---- DATA SUPPLIED

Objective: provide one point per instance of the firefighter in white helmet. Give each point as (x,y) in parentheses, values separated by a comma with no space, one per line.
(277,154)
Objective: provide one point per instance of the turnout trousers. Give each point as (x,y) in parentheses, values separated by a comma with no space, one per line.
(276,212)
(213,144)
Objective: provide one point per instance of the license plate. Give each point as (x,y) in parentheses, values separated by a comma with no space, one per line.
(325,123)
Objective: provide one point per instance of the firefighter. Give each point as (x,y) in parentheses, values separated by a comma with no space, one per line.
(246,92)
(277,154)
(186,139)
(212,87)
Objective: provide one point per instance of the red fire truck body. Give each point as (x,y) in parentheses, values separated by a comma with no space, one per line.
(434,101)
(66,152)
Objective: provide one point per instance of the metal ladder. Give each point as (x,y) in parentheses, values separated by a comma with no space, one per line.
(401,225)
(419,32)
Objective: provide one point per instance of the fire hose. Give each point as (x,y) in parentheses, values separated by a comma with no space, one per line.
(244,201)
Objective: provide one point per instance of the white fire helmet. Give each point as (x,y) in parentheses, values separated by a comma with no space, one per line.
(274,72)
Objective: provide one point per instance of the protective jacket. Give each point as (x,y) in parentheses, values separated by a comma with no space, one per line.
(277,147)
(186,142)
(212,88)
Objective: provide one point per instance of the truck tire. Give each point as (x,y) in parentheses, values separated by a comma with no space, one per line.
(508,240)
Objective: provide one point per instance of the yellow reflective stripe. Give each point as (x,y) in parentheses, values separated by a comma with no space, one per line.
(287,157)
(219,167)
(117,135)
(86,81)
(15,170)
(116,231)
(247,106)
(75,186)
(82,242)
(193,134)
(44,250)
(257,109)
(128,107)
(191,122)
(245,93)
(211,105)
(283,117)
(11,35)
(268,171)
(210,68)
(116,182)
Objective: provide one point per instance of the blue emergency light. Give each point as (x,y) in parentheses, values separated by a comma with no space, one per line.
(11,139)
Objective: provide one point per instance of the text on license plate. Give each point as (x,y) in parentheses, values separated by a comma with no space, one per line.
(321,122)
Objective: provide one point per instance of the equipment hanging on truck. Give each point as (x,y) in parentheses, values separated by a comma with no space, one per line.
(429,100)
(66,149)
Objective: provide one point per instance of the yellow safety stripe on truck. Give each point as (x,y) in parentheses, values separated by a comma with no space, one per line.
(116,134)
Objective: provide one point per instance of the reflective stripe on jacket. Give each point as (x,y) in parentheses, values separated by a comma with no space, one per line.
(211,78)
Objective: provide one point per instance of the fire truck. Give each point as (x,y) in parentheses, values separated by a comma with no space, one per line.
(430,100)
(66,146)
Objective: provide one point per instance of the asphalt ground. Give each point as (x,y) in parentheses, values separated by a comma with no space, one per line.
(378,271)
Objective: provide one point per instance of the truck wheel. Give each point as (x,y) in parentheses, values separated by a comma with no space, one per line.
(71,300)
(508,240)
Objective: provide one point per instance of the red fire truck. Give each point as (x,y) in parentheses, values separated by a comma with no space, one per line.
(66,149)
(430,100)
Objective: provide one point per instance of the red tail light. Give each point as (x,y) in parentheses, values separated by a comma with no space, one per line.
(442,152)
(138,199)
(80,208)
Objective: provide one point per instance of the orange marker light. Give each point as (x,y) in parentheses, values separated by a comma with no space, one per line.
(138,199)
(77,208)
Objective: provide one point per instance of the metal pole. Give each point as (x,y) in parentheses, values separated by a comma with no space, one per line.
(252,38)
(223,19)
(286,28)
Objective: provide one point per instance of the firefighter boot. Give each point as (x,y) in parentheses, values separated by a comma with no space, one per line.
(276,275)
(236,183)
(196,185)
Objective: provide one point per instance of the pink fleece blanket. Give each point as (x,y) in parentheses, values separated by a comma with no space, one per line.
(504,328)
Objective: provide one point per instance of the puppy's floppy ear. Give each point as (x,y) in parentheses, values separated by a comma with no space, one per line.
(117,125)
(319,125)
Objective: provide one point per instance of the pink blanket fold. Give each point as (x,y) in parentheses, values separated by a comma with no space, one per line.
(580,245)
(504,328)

--------

» WORK ORDER: Go through the records above and write each one out again exactly.

» WRITTEN RESPONSE:
Objective: provide one point per instance of the firefighter in white helmet. Give each point as (x,y) in parentheses, values separated by a comma with no space, one per line.
(277,154)
Objective: provide one point per instance of the turnout trousers. Give each point as (x,y) in parentheses, values separated by a comma with no space, one per line.
(276,212)
(213,144)
Objective: provide one point per instance of the license plate. Give each point as (x,y) in parentheses, values separated by a comma with no space, one per line.
(325,123)
Objective: provide one point per instance of the firefighter. Give each point as (x,y) in parentheses, values separated by a comma with no space, one per line.
(246,92)
(277,154)
(186,139)
(212,87)
Objective: provide one point per instance of the red fire truck body. Give each point as (x,y) in parentheses, values separated by a comma with no space, one per line.
(434,101)
(66,152)
Objective: provide one point per instance of the metal ladder. Give each point as (x,y) in parentheses, values separated by a comma with no space, one per line.
(401,225)
(419,32)
Objective: provide one point per instance of the fire hose. Give each point as (x,y) in parentheses, values separated by a comma with no space, one per line.
(244,201)
Objective: provide one point per instance of the white fire helmet. Give each point as (x,y) in parentheses, values separated by a comma with no space, one per line.
(274,72)
Objective: provide one point per instance of the protective jacket. Give each point as (x,y) in parentheses, values separated by a comma with no space, one per line.
(277,147)
(186,142)
(212,88)
Objective: provide one point per instance of the truck tire. Give each point as (x,y) in parentheses, values separated by a comma with no space, one per line.
(508,240)
Objective: provide one point per instance of the yellow reflective stripe. Give each point as (x,y) in parentheses, values separated by a comma with no space, one per line.
(287,157)
(219,167)
(117,135)
(86,81)
(15,170)
(116,231)
(247,106)
(75,186)
(82,242)
(193,134)
(44,250)
(257,109)
(128,107)
(191,122)
(245,93)
(211,105)
(283,117)
(11,35)
(268,171)
(210,68)
(116,182)
Objective: provide one point per instance of the blue emergency light. Give each point as (x,y) in parentheses, values separated by a comma with no space, one per line.
(11,139)
Objective: provide one point per instance of the text on license plate. Give each point as (x,y) in parentheses, values separated by a comma with no space, one per line.
(321,122)
Objective: provide one point per instance of the equipment hanging on truck. Give each point as (x,y) in parentheses, values separated by a comma with no space, one per line.
(429,100)
(66,149)
Objective: provide one point per instance of the yellow safety stripe on truck. Give each point as (x,y) in parentheses, values separated by a comma with no space, one per line.
(116,134)
Objective: provide one point per instance of the reflective stripe on jacket. Give each point as (x,y) in parentheses, values separated by a comma with no space, one per line.
(211,78)
Objective: provide one point per instance of the fire truck. Give each point as (x,y) in parentheses, values separated by a comma with no space, one per line.
(430,100)
(66,146)
Objective: provide one point per instance of the asphalt ground. Give each point as (x,y) in parentheses, values separated by a comma with no space, one per line.
(378,271)
Objective: provide one point per instance of the truck wheel. Give each point as (x,y) in parentheses, values separated by a comma with no space, one per line.
(71,300)
(508,240)
Objective: provide one point per instance of the red fire truck. Give each point as (x,y) in parentheses, values separated by a comma with no space, one per line.
(66,149)
(430,100)
Objective: provide one point per instance of the red tail light. Give each point as (x,y) in parentheses, values separated by a comma with no space, one per line.
(442,152)
(138,199)
(80,208)
Objective: provide one point per instance of the orange marker light. Give each point as (x,y) in parentheses, values separated by a comma with no space, one per line.
(138,199)
(77,208)
Objective: provide one point per instance of the metal pole. Give each point as (x,y) in parentheses, values separated by a comma with no space, one per line.
(252,38)
(223,19)
(286,28)
Objective: provide one point per instance of the firefighter boot. Give each point as (x,y) in parentheses, values separated by a comma with no space, one per line.
(276,275)
(236,183)
(196,185)
Objective: provide one point per instance of the pink fleece blanket. Give each point as (x,y) in parentheses, values separated by a comma with no space, one per line.
(504,328)
Objective: provide one point per instance of the puppy's floppy ear. Give each point as (x,y) in parentheses, values separated by a comma with no space, one per line.
(117,125)
(319,125)
Objective: provide one point per instance of the pink blanket fold. Give each point as (x,y) in parentheses, values separated by a comma with no space, one per line.
(580,245)
(504,328)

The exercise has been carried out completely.